Source data ::
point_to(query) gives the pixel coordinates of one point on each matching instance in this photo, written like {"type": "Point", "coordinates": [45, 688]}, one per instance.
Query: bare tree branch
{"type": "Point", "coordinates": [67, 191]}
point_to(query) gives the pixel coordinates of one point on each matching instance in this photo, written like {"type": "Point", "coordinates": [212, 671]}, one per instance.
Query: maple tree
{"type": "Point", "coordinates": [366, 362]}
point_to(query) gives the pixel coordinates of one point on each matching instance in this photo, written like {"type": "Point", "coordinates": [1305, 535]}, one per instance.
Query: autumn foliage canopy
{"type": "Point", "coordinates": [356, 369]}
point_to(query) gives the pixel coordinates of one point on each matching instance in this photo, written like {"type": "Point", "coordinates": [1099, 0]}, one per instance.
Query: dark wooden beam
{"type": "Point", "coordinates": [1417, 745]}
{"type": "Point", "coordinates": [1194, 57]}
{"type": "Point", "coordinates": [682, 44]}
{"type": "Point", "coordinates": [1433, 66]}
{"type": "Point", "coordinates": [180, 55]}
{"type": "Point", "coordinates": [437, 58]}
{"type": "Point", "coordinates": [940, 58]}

TASK PROMPT :: Repeat the data in its entirety, word for word.

EXERCISE RESULT ::
point_to(query) gives the pixel coordinates of one point on each matching instance in this photo, written like {"type": "Point", "coordinates": [45, 688]}, one per instance.
Query: bare tree branch
{"type": "Point", "coordinates": [67, 191]}
point_to(query) gives the pixel coordinates of one point on each matching instance in this photo, written like {"type": "Point", "coordinates": [212, 671]}, one per instance.
Query: maple tree
{"type": "Point", "coordinates": [366, 362]}
point_to(query) gives the pixel coordinates of one point on each matching instance in this photo, written like {"type": "Point", "coordinates": [1305, 535]}, one per instance.
Query: autumn foliage canopy
{"type": "Point", "coordinates": [356, 369]}
point_to(query) gives the pixel coordinates of one point on each matching instance in this photo, written like {"type": "Point", "coordinates": [1099, 0]}, one per instance.
Query: dark wooden beam
{"type": "Point", "coordinates": [1417, 745]}
{"type": "Point", "coordinates": [1194, 57]}
{"type": "Point", "coordinates": [682, 44]}
{"type": "Point", "coordinates": [1433, 66]}
{"type": "Point", "coordinates": [180, 55]}
{"type": "Point", "coordinates": [437, 58]}
{"type": "Point", "coordinates": [940, 58]}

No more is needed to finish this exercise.